**Source**
++++++++
# New to me PM 9



## BradS (Jun 11, 2009)

New to the forum, but not handguns. Just wanted to say hello to all, and thanks for posting problems, opinions, remidies, and recommendations. I read many articles and post concerning the PM9 before making a purchase. I originally planned on getting a PM40, but after taking into consideration the recoil, I opted for the 9mm. I tried several local shops, but had no luck. The closest I came was a CW 9, but waited until I found what I wanted. I finally located what I was looking for on one of the gyn boards. It was even local!!!!
I purchased a used PM9 with approx 150 rounds through it. It came with a total of 3 mags an uncle mike's IWB holster, which I will be replacing, and a box of Hornady Critical Defense rounds.. The serial # is IAxxxx.
I wanted to make sure it was not one of the earlier models. It has the matte stainless finish. I was very excited as I thought I found a good deal..All for approx.$450..I hope to get it out this weekend and see how it shoots.......


----------



## tekhead1219 (May 16, 2008)

Welcome from southeast Texas. Congrats on the purchase! We need some PICS!!:smt023


----------



## BradS (Jun 11, 2009)

Thanks for the welcome..I live in Central Texas... I will have to work on a pic.


----------



## oldscot3 (Jan 4, 2008)

Welcome, I also live in central Texas and have a Kahr. Mine's a K40 stainless with the black finish. It's a great gun and I'll bet you're going to love yours.


----------



## BradS (Jun 11, 2009)

A quick update... I got to the range this week and ran approximatley 150 rounds through it..No jams or anything. Very satisfied! Now I am looking for a holster for pocket carry.


----------
++++++++
**Data section**

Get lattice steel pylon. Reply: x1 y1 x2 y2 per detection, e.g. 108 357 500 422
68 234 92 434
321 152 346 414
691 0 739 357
++++++++
**Problem**
In the forum thread about the PM9, what finish does the used pistol that was bought have?

**Result of the task**
A matte stainless finish.